### PROVIDED TEXT
=== Section Start ===

It's weird. I would have thought it'd been the other way around, like most people.

Speaker 2

Yeah, very strange. I wish we had more time. We've got some amusing emails, but we'll drop them in throughout the show.

Speaker 1

Today.

Speaker 2

We've got all sorts of stuff to talk about. Elon Muskin, Donald Trump, running the government from mar A Lago already. Yeah, so much today. I'm going through the motions barely but a lot, so stay.

Speaker 4

Tuned, Armstrong and Getty.

Speaker 2

Starbucks announced this week it's doubled it's paid parental leave policy for baristas, while Duncan employees are still insisting they're not the father.

Speaker 1

What is that? What is that? That's some sort of lack Coast thing. I don't get.

Speaker 2

Wow, what sort of odd snobbery the elite elite is? Oh, speaking of the elite, you know, I know you wanted to talk about something, and we will, by God, we will. But you know I'm a big Brett Bear fan. It's an article in the Wall Street Journal. The incoming Secretary of Commerce, Howard Lutnick, just bought Brett Bay's home in DC for twenty nine million dollars. Brett Baar of Fox Yeah is selling a home for twenty nine million dollars.

=== Section End ===

(Collected data)
=== Section Start ===

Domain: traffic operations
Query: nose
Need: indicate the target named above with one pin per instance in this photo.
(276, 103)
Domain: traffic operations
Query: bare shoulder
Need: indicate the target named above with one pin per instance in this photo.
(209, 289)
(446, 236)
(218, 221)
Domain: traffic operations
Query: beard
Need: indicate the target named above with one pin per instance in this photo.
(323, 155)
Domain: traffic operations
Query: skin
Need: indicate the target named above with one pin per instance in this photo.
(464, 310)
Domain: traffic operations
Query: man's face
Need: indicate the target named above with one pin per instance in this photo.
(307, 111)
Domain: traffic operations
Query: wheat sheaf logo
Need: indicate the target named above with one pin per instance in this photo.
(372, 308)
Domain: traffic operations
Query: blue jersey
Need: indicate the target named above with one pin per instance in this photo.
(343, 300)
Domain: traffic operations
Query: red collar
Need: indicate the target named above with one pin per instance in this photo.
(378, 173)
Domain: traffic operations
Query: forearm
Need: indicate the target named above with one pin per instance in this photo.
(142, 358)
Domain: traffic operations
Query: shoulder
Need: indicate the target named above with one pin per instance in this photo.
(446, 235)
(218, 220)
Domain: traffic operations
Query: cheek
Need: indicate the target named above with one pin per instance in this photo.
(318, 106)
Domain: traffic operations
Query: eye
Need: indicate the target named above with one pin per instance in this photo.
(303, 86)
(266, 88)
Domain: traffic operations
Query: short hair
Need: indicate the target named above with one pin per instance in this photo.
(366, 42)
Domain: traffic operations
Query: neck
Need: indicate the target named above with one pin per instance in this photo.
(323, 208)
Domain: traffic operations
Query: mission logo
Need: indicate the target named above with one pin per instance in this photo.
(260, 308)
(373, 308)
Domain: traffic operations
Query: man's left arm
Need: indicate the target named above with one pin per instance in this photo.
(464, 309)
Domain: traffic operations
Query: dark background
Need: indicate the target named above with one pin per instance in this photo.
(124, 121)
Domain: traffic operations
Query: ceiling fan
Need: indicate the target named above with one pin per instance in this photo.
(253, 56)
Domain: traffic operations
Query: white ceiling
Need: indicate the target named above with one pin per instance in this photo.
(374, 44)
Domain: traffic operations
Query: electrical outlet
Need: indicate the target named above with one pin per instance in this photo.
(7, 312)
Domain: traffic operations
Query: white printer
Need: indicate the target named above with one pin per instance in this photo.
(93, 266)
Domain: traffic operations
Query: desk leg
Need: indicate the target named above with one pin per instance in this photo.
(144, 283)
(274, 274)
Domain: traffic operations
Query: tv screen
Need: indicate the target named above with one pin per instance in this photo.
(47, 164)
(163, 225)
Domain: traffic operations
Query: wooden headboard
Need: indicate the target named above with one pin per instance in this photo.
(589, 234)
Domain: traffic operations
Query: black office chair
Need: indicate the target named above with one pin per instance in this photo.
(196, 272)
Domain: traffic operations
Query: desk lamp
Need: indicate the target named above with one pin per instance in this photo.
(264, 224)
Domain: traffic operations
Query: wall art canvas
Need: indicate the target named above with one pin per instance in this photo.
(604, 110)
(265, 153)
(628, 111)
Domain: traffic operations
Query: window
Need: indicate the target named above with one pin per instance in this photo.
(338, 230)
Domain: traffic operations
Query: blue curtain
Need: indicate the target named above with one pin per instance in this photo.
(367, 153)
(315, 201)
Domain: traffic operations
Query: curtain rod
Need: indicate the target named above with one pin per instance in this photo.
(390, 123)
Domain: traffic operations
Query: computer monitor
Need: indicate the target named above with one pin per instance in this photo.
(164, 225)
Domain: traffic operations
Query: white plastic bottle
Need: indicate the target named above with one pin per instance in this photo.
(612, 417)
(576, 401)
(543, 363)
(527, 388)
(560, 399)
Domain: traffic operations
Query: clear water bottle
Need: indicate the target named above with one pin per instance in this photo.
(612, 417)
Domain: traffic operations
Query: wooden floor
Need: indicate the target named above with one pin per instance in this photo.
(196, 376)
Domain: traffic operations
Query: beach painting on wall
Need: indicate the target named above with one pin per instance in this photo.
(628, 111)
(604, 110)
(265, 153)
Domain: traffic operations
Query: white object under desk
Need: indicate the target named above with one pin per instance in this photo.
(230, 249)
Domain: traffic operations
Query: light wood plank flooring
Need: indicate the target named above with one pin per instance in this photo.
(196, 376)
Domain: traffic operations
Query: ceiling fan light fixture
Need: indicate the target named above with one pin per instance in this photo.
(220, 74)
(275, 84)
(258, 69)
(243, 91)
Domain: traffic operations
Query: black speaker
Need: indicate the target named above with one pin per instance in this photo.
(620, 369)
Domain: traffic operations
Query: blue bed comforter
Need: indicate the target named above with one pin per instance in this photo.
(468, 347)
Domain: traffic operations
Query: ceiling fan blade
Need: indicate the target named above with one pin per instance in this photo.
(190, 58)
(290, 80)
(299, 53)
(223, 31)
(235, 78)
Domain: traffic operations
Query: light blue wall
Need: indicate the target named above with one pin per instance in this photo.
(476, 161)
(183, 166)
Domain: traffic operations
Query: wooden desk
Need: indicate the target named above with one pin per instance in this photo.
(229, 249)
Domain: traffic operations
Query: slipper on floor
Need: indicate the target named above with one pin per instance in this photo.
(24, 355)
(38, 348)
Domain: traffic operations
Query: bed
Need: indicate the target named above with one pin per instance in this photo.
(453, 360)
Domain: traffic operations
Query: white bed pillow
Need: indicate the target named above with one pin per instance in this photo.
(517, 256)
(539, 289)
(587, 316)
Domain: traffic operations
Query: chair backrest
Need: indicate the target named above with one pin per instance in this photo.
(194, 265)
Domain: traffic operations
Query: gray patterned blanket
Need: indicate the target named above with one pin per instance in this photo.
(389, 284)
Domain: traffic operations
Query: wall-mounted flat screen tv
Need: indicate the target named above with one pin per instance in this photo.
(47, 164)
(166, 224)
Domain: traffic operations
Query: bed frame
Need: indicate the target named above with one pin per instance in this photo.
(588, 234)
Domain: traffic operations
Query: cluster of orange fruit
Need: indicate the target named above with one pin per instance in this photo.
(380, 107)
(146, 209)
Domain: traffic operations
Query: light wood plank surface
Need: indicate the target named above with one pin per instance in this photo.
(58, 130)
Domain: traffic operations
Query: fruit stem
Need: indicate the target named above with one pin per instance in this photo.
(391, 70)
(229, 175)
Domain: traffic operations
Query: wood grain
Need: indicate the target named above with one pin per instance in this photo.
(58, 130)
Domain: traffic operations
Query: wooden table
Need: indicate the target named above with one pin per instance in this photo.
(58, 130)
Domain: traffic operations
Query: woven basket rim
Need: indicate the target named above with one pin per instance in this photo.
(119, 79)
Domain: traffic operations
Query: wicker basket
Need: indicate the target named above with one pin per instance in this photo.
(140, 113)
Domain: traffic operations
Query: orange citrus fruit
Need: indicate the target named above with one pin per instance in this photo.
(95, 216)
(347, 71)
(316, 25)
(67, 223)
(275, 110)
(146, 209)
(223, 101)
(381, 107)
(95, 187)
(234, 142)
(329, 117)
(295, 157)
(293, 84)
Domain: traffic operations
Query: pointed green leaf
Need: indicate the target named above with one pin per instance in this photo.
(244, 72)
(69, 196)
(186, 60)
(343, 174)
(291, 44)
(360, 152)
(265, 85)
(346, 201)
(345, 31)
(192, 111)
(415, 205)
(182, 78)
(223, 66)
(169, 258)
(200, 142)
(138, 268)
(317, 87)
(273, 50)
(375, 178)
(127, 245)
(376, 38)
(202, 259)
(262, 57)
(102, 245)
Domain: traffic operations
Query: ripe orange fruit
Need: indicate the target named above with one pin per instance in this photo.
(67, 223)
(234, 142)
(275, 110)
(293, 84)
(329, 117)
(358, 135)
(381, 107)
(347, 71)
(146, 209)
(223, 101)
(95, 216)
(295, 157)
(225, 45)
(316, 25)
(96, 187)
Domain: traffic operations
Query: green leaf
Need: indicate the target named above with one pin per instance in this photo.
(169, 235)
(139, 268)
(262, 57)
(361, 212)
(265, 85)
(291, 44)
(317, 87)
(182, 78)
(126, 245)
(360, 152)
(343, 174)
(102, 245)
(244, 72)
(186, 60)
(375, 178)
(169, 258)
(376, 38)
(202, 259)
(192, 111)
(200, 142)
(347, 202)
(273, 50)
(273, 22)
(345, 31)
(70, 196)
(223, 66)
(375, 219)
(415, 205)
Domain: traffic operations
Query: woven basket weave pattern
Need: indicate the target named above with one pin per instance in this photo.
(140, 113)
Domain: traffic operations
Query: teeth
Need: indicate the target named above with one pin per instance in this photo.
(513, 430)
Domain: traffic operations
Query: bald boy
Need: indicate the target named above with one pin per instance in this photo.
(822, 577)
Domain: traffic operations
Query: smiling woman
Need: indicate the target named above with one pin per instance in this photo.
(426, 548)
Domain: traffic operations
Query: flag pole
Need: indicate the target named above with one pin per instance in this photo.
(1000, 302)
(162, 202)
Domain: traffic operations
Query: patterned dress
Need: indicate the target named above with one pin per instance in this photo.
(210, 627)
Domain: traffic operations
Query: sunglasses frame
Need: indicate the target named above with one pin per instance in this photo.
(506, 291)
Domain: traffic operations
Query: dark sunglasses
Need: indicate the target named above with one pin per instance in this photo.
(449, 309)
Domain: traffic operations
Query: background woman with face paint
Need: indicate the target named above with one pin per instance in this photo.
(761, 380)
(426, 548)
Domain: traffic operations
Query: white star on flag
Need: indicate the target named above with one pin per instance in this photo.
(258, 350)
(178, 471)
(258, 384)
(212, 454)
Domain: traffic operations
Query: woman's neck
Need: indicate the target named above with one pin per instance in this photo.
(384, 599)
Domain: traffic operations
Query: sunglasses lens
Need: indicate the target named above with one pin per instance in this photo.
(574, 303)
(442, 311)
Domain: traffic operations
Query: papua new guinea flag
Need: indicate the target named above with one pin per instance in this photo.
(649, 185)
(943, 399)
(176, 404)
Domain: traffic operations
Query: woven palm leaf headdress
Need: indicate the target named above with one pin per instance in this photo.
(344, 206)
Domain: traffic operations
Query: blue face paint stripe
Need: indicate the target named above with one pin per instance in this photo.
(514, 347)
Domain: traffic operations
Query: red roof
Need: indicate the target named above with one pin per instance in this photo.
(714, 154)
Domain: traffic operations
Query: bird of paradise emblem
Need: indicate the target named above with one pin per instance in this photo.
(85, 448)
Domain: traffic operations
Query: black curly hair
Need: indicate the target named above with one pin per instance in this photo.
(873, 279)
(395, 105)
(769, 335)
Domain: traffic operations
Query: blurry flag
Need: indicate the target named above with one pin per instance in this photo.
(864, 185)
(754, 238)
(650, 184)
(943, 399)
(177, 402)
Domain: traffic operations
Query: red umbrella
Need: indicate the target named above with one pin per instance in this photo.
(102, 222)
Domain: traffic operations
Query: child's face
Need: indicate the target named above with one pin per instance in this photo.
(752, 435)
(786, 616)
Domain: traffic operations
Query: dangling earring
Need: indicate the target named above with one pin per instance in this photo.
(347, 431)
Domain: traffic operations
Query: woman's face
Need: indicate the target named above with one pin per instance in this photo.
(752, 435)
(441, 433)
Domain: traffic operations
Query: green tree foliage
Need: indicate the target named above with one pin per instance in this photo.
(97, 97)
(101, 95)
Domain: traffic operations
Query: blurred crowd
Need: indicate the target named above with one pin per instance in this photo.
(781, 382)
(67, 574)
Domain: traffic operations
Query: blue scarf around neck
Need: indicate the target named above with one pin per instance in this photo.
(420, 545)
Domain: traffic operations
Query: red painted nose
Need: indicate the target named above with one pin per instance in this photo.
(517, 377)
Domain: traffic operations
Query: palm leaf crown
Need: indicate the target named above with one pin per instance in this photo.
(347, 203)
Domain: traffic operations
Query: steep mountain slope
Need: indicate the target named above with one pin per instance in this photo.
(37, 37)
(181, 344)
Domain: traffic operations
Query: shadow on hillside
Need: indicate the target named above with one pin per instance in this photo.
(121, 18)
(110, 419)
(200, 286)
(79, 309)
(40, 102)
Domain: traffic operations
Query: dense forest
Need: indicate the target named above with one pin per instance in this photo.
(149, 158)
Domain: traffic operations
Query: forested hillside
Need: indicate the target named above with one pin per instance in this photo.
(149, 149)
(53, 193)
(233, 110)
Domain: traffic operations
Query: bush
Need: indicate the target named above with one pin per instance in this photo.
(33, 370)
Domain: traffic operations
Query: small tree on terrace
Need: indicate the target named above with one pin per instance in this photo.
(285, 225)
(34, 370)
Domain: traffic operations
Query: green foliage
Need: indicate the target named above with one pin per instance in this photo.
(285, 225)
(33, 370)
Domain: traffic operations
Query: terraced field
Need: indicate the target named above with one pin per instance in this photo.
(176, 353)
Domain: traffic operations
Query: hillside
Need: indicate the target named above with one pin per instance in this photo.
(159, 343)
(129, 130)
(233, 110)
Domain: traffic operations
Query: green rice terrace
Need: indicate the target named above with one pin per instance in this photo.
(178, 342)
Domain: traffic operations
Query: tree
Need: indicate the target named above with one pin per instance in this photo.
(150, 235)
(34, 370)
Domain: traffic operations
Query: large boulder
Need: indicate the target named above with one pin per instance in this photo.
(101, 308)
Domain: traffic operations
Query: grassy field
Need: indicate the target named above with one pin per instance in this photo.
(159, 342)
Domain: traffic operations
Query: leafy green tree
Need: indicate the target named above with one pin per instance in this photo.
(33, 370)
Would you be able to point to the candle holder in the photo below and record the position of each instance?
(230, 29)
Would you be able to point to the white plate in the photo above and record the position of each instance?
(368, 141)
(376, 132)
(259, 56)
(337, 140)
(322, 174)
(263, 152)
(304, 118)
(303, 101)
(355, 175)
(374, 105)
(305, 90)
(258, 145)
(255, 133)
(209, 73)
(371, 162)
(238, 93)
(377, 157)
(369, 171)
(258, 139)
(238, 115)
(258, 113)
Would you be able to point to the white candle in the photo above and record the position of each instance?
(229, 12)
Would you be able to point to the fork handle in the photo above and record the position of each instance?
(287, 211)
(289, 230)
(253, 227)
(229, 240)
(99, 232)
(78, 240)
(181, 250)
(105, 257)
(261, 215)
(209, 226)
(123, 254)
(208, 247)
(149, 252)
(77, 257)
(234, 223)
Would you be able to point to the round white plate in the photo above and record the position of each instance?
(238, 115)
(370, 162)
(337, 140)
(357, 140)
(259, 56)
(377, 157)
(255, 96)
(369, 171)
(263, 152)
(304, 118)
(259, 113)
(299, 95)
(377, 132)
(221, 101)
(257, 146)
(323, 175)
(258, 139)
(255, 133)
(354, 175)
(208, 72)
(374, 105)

=== Section End ===

### PROBLEM TO SOLVE
Write what comes next in the Armstrong and Getty show transcript, starting after its last line.

### ANSWER BOX
That's because he bought one in Palm Springs a couple of years ago where he lives now, apparently for thirty seven million, so he owned Brett doing pretty well. So he's been owning a thirty seven million dollar home while owning another thirty million dollar home, least for a little.

Speaker 1

While, waiting for that to clear the market.

Speaker 2

Yeah, wow, there aren't that many buyers at that level.

Speaker 1

No, Yeah, wouldn't that. That's got to be something.

Speaker 2

There's got to be like five people in the entire country, maybe not even that many, because you'd have to be conceivably able to afford it and then have any interest in buying a home at that moment. So it might be like two people in the nation at any given moment that could and want to buy a home at the price range. I realize if you have to ask, you can't afford it. But what the hell are the property Texas on a house like that?

Speaker 1

Yeah?

Speaker 2

Hi, karamba, yeah bear, thanks for that, Michael H A couple things for you.

Speaker 1

You can't over sell. I don't think what a big deal it is.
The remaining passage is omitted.